* Description of the task *
Reproduce verbatim the records from their first line through the line containing "x=637, y=245", both ends included.

* Data to process *
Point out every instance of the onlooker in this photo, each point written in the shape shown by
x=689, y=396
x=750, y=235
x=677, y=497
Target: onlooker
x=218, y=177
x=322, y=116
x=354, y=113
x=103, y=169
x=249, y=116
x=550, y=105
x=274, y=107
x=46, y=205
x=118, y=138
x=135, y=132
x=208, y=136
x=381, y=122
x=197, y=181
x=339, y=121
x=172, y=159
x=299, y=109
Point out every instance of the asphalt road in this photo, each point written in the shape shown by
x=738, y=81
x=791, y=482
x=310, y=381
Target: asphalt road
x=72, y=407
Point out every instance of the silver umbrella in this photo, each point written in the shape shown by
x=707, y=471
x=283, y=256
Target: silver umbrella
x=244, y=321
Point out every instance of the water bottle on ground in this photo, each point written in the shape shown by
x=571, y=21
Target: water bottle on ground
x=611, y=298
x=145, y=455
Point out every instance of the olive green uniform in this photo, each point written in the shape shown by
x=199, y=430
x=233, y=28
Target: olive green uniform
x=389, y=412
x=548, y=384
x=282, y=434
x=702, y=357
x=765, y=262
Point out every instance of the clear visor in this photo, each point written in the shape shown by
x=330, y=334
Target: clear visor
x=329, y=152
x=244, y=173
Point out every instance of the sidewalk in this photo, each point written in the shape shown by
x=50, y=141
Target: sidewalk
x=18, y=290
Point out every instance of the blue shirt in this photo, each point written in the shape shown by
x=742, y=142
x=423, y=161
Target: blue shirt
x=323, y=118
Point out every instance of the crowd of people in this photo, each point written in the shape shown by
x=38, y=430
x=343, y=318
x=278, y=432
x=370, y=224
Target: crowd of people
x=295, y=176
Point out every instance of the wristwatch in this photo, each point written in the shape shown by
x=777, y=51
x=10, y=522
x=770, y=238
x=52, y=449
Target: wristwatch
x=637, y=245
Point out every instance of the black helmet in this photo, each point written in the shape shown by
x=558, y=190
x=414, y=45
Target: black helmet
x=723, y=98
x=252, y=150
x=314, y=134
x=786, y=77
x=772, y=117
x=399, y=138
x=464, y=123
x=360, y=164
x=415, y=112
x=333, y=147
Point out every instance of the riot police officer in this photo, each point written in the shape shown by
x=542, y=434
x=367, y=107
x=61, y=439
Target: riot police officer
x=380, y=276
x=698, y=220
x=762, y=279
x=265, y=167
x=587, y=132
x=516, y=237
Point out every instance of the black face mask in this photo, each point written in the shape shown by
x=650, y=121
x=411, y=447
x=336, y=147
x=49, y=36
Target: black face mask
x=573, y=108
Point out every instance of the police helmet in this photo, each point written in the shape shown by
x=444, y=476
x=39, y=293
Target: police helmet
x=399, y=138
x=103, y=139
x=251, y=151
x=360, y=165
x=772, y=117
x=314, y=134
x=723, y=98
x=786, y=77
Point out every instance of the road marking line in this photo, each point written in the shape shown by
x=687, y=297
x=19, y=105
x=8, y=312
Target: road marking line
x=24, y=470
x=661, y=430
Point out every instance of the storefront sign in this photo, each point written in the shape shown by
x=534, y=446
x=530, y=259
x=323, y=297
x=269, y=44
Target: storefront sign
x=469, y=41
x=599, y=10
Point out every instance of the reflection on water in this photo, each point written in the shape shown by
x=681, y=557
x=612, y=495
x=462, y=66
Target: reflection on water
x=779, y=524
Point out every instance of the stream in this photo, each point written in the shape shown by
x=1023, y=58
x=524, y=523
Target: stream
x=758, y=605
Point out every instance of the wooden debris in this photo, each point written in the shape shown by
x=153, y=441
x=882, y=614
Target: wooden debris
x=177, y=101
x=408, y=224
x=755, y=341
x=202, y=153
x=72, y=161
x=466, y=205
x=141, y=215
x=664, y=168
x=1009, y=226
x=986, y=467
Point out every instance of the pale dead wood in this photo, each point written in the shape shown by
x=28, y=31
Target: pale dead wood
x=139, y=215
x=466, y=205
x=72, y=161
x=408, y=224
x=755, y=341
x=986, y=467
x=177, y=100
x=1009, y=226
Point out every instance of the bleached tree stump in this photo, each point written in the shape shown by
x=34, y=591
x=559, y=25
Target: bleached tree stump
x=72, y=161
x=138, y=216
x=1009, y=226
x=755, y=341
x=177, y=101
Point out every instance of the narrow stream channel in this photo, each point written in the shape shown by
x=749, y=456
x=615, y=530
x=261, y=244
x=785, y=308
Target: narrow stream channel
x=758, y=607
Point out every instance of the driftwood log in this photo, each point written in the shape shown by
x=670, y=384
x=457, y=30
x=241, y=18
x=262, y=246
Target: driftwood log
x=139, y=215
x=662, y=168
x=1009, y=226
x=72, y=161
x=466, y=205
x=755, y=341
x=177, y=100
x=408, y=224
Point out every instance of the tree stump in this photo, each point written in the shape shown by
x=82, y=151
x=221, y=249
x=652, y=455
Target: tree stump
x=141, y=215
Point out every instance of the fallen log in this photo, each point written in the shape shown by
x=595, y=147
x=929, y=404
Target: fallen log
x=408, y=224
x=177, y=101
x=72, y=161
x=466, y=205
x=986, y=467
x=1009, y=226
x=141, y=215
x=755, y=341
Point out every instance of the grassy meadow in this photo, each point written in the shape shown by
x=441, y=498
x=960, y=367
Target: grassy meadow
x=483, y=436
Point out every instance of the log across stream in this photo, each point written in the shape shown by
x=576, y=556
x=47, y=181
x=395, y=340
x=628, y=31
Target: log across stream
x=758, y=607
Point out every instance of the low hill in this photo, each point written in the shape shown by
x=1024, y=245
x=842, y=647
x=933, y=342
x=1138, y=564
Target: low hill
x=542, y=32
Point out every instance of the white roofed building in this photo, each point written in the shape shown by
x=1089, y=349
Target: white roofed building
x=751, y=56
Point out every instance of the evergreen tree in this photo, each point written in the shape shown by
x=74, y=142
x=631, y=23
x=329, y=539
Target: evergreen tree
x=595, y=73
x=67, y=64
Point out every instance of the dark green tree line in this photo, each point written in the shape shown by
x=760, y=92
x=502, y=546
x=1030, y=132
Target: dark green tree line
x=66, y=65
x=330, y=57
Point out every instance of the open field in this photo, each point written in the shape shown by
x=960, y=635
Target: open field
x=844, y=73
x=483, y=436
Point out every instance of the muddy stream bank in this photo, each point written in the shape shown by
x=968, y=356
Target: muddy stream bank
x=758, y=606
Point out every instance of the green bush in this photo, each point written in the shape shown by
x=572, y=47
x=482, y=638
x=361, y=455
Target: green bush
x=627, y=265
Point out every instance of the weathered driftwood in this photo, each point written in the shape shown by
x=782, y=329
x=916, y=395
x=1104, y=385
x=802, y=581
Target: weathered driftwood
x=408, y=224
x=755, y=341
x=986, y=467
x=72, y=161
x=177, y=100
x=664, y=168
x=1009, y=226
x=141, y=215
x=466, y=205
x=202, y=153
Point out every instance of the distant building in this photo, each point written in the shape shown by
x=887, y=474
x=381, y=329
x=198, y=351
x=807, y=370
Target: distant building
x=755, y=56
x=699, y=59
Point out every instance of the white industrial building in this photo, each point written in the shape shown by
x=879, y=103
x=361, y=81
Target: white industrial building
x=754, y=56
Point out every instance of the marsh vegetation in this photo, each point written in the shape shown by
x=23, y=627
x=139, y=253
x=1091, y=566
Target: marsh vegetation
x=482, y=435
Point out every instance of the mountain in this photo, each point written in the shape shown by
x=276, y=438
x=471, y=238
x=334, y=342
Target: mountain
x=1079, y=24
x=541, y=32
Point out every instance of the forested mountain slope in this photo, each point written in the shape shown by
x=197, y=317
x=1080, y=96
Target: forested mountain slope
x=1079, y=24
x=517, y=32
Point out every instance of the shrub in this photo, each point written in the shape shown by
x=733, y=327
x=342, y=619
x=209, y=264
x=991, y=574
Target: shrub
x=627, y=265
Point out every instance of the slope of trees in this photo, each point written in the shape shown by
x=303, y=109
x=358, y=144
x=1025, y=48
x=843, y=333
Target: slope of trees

* Task output *
Point out every instance of the onlooker in this photo, each point written in the shape shown by
x=689, y=396
x=750, y=235
x=677, y=497
Target: onlooker
x=218, y=177
x=322, y=116
x=354, y=113
x=103, y=169
x=249, y=116
x=550, y=105
x=274, y=107
x=46, y=205
x=118, y=138
x=135, y=132
x=208, y=136
x=381, y=122
x=197, y=181
x=339, y=121
x=172, y=159
x=299, y=109
Point out every instance of the asphalt road in this photo, each point written in the shape shown by
x=738, y=81
x=791, y=482
x=310, y=381
Target: asphalt road
x=72, y=407
Point out every instance of the silver umbrella in this photo, each point written in the shape shown by
x=707, y=471
x=283, y=256
Target: silver umbrella
x=244, y=321
Point out every instance of the water bottle on ground in this photo, each point written in the shape shown by
x=571, y=21
Target: water bottle on ground
x=611, y=298
x=145, y=455
Point out every instance of the olive green uniform in this photo, each point written in the shape shown by
x=199, y=430
x=233, y=28
Target: olive green uniform
x=389, y=412
x=548, y=384
x=282, y=434
x=702, y=357
x=765, y=262
Point out every instance of the clear visor in this photo, each point written in the shape shown by
x=330, y=334
Target: clear visor
x=329, y=152
x=244, y=173
Point out every instance of the sidewalk in this photo, each point written in the shape shown by
x=50, y=141
Target: sidewalk
x=18, y=290
Point out every instance of the blue shirt in this photo, each point written in the shape shown by
x=742, y=142
x=423, y=161
Target: blue shirt
x=323, y=118
Point out every instance of the crowd of people in this photo, each point written in the shape shown by
x=38, y=430
x=343, y=318
x=278, y=432
x=370, y=224
Target: crowd of people
x=295, y=176
Point out every instance of the wristwatch in this photo, each point written in the shape shown by
x=777, y=51
x=10, y=522
x=770, y=238
x=52, y=449
Target: wristwatch
x=637, y=245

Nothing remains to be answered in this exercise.